OBJECTIVE 1
From the piece on unplugging from technology, extract the passage that begins at the words "I’m working on" and stops after the words "a bad master.".
OBJECTIVE 2
Answer these questions from the piece on unplugging from technology:
(a) Which hours has one person declared family time?
(b) What date has been declared the National Day of Unplugging?
(c) When does the man who reads and answers email on weekends send his replies?

SELECTED EXTRACT
--
Find a Way to Unplug from Technology, or, How to Escape the Cubicle in Your Pocket.

I’m working on my Happiness Project, and you could have one, too! Everyone’s project will look different, but it’s the rare person who can’t benefit. Join in — no need to catch up, just jump in right now. Each Friday’s post will help you think about your own happiness project.

When I talk to people about happiness, one issue comes up over and over: managing technology. I’m a huge believer in the ability of the internet, Facebook, Twitter, email, texting, talking on the phone, and all the rest to add to happiness – when used properly. (For example, here are Ten reasons why using Twitter will boost your happiness and a discussion of Why Facebook can make you happier.)

However, technology is a good servant but a bad master.

Because of technology, some people feel distracted – they can’t focus, that they can’t pay attention to what’s in front of them because their minds keep jumping around. They aren’t getting their work done; they’re not paying attention to their kids.

Others feel hunted – they can’t escape from the office, they have a cubicle in their pocket that demands their attention 24/7. They can’t relax; they can’t disconnect without feeling anxious. “Ten years ago, my co-workers didn’t call me on the weekends, so why are we emailing back and forth at 10:00 pm on Saturday nights?” one person asked.

As one of my interview subjects, the wonderful Manisha Thakor, memorably put it, “The Internet is both my lifeline and the plastic bag over my head.”

So how do people manage to unplug, when they need to do so? Many people block out times. I know someone who doesn’t look at email or the internet for the first two hours of the day; another person takes off 2:00-6:00; another person has declared 6:00-9:00 family time, and won’t look then.

In fact, March 20 has been declared the National Day of Unplugging. Dan Rollman and others are trying to get people to observe a Sabbath Manifesto, a very interesting initiative with ten core principles meant to help people slow down their lives once a week. The first principle is to “Avoid Technology.” (Other principles: Connect with loved ones; nurture your health; get outside; avoid commerce; light candles; drink wine; eat bread; find silence; give back.)

I know someone who tells everyone that he doesn’t use email on the weekend. “But on Monday morning, how do you face the huge build-up you’ve accumulated?” I asked. “Actually,” he answered, “I do read and answer email – but I don’t send the replies until Monday morning. That way, I enforce the expectation that I won’t be answering email, and I don’t get into back-and-forth exchanges that go over the weekend.”

Other people only allow themselves to look Facebook or Twitter or email or whatever during certain periods of their day.
--
DATA SECTION

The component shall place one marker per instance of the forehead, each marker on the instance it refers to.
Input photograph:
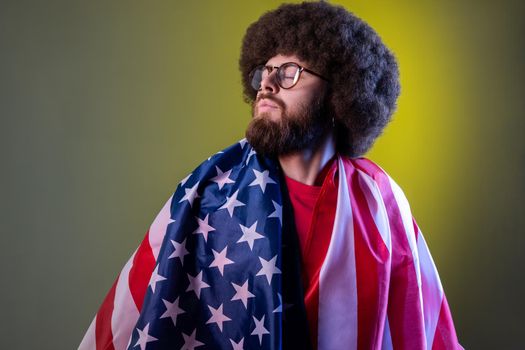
--
EXERCISE RESPONSE 1
I’m working on my Happiness Project, and you could have one, too! Everyone’s project will look different, but it’s the rare person who can’t benefit. Join in — no need to catch up, just jump in right now. Each Friday’s post will help you think about your own happiness project.

When I talk to people about happiness, one issue comes up over and over: managing technology. I’m a huge believer in the ability of the internet, Facebook, Twitter, email, texting, talking on the phone, and all the rest to add to happiness – when used properly. (For example, here are Ten reasons why using Twitter will boost your happiness and a discussion of Why Facebook can make you happier.)

However, technology is a good servant but a bad master.

EXERCISE RESPONSE 2
(a) 6:00-9:00
(b) March 20
(c) Monday morning